── TASK INPUTS
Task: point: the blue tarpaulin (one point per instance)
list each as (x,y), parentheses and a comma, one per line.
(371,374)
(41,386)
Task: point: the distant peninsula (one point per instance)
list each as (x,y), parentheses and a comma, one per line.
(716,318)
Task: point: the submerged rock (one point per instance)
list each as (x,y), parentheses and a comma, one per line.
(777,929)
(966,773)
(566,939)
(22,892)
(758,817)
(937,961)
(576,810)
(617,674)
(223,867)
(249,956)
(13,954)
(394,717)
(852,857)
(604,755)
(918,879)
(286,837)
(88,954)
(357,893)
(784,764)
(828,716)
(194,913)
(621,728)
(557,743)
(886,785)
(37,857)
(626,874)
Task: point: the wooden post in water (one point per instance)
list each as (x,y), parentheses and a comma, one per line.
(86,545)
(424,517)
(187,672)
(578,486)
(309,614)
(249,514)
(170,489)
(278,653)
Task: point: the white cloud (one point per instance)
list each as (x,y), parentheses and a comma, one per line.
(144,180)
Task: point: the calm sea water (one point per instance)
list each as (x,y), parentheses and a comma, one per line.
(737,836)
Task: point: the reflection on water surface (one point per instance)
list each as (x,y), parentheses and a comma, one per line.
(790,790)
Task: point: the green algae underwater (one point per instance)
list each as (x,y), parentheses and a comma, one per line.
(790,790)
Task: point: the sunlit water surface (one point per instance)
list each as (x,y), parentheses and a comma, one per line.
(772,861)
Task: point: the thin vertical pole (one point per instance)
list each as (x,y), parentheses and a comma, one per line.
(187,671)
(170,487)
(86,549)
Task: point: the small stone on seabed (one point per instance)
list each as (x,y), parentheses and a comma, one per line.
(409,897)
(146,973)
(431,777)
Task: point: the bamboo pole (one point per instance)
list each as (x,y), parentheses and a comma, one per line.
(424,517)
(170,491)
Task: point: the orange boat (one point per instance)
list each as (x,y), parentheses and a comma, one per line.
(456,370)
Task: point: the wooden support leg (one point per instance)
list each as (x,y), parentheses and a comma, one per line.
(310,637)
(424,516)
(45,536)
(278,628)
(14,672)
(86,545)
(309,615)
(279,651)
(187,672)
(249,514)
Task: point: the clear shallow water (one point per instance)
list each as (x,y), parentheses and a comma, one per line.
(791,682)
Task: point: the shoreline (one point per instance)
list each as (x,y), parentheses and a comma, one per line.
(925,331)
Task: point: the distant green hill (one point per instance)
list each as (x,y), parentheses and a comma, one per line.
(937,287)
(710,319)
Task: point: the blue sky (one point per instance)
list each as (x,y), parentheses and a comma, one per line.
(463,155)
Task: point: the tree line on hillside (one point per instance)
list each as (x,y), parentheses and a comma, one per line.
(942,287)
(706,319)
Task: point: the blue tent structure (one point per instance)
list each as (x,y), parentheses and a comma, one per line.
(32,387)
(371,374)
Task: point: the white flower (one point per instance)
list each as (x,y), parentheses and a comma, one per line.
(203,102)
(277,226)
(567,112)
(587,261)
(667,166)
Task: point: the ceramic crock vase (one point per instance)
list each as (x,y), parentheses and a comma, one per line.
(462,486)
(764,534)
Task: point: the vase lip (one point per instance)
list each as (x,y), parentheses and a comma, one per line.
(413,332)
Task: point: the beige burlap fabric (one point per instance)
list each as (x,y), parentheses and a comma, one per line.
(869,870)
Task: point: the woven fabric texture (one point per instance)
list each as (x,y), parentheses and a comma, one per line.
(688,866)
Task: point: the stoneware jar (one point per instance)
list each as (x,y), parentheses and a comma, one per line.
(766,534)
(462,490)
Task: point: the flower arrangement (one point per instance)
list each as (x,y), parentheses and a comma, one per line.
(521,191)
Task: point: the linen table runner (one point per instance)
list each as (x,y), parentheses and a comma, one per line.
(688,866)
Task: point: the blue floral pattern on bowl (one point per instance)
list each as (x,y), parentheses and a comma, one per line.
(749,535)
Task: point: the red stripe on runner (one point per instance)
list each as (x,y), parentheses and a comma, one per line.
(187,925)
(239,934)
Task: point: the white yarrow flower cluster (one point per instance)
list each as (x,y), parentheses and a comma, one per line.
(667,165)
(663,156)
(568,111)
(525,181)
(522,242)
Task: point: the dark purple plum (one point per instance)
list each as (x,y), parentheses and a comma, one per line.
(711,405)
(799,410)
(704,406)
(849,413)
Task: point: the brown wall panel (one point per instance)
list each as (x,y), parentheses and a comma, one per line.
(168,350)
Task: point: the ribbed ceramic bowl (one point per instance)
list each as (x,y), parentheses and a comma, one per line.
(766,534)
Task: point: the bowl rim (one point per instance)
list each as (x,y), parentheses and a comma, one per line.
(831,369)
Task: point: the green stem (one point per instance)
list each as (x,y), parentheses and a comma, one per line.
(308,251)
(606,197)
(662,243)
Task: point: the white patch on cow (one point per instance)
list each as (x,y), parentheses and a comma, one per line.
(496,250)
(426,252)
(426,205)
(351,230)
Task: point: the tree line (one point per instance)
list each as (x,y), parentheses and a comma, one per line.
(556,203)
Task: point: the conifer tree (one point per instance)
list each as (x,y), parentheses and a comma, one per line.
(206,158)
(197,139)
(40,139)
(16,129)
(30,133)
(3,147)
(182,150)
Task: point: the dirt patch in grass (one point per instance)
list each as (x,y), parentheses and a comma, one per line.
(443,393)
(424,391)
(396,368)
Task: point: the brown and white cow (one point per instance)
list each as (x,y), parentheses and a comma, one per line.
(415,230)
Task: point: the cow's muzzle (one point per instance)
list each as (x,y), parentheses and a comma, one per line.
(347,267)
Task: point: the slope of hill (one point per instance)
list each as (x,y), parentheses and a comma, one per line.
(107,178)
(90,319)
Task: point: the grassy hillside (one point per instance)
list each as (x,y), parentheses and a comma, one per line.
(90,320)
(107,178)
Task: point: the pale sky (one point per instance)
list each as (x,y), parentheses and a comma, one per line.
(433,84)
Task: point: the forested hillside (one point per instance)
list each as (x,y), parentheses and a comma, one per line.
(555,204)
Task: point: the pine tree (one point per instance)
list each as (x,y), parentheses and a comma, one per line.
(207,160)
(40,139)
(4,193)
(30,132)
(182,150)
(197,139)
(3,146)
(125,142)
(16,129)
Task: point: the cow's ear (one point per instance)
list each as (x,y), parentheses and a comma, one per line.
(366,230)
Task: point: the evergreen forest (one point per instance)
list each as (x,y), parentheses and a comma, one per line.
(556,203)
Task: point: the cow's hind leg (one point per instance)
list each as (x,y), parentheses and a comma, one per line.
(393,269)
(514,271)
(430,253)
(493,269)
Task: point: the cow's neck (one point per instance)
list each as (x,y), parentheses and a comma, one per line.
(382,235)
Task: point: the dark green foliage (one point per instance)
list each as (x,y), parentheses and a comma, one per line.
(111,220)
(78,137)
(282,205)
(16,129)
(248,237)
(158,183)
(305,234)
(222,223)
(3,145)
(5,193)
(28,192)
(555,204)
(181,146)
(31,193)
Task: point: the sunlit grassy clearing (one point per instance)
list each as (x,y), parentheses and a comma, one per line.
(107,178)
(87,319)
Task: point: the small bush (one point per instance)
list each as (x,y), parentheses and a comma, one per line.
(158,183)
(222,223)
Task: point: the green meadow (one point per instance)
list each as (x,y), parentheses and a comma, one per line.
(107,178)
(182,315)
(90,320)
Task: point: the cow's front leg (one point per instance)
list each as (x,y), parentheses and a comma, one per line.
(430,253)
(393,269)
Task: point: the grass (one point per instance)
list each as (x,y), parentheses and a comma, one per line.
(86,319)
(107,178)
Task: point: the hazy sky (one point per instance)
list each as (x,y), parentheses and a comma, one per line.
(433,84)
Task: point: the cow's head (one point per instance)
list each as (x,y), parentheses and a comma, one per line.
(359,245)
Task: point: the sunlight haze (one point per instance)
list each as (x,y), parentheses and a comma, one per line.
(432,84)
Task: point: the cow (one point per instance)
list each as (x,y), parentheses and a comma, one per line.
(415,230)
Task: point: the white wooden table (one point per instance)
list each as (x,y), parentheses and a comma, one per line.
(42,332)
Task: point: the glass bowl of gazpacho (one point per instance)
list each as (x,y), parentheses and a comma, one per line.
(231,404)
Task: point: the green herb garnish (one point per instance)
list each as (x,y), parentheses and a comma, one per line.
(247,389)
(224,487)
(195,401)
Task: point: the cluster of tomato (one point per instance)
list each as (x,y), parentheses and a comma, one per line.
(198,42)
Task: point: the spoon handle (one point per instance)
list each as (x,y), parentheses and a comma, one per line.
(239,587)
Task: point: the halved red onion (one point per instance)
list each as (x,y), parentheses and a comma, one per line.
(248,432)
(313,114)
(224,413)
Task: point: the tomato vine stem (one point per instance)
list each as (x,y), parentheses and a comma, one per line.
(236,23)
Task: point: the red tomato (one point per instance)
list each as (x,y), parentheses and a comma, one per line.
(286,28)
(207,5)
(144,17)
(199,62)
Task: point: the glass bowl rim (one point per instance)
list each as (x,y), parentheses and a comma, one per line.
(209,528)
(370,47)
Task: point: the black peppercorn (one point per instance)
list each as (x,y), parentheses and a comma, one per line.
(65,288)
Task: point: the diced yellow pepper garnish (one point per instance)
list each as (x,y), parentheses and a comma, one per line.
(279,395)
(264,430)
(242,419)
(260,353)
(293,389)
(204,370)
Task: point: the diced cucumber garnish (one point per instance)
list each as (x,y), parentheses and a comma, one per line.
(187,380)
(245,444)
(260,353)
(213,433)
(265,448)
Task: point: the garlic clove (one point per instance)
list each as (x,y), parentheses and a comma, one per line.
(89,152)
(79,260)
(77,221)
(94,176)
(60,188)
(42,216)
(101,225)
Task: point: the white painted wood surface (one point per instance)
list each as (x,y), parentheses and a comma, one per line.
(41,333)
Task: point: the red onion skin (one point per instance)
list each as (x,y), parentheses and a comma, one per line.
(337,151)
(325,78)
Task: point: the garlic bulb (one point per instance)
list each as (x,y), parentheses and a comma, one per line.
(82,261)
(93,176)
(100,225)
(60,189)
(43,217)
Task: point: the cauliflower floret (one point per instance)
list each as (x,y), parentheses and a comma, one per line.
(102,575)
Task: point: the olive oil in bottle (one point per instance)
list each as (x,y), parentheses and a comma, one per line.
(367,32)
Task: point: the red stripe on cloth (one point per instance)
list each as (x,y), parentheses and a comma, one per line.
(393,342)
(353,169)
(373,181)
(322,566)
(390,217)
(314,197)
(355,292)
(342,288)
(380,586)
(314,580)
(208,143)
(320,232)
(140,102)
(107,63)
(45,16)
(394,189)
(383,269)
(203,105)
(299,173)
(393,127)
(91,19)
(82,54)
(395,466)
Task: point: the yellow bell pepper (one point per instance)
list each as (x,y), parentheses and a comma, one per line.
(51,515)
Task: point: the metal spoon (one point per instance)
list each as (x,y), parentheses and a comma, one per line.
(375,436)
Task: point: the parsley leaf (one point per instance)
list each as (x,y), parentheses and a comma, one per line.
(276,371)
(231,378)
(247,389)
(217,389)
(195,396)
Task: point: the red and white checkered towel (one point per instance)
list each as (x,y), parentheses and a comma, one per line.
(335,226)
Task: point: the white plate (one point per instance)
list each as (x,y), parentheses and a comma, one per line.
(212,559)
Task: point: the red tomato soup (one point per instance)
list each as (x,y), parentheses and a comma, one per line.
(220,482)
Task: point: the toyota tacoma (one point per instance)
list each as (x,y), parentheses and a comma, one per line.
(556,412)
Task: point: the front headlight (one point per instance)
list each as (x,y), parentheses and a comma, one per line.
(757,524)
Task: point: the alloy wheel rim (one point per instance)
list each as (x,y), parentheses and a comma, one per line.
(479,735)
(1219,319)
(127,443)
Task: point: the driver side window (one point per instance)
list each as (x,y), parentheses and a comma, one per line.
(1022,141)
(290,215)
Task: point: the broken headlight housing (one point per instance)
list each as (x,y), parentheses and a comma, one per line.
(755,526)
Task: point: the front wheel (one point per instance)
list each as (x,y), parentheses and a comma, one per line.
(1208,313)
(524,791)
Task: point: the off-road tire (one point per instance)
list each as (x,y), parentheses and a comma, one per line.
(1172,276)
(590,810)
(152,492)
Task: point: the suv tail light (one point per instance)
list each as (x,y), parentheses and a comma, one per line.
────
**THE PROBLEM:** Beginning at the line containing "Task: point: the driver", repeat each line exactly through the last line of the entries, and include no other lines.

**THE REPLY:**
Task: point: the driver side window (one point per instance)
list each as (x,y), parentheses and a comma, one per line.
(1022,141)
(290,215)
Task: point: the broken headlight housing (one point per instance)
list each as (x,y), parentheses and a comma, one per line.
(755,526)
Task: point: the front wheel (one point per instance)
list each as (x,y), parentheses and a comma, one per line.
(1208,313)
(524,791)
Task: point: the off-road tire (one point per instance)
list each as (x,y), parentheses and a comma, one per line.
(1172,276)
(590,810)
(152,492)
Task: point: the suv tail light (one point per instance)
list each as (x,y), parentheses and a comma, one per line.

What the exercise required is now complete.